# REQUIRED TASK:
Lay out every line of the items below as a Markdown table with the columns Row and Line. Number each row and skip blank lines.

# THE INPUT:

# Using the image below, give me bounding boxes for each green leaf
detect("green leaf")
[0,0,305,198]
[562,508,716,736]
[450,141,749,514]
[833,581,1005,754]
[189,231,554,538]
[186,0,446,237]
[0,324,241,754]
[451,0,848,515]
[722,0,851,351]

# FINAL ANSWER:
| Row | Line |
|---|---|
| 1 | # Using the image below, give me bounding boxes for each green leaf |
| 2 | detect("green leaf") |
| 3 | [0,0,305,198] |
| 4 | [562,508,716,736] |
| 5 | [450,141,749,514] |
| 6 | [833,581,1005,754] |
| 7 | [189,231,554,538] |
| 8 | [186,0,446,237] |
| 9 | [0,324,241,754] |
| 10 | [451,0,848,515] |
| 11 | [722,0,851,351] |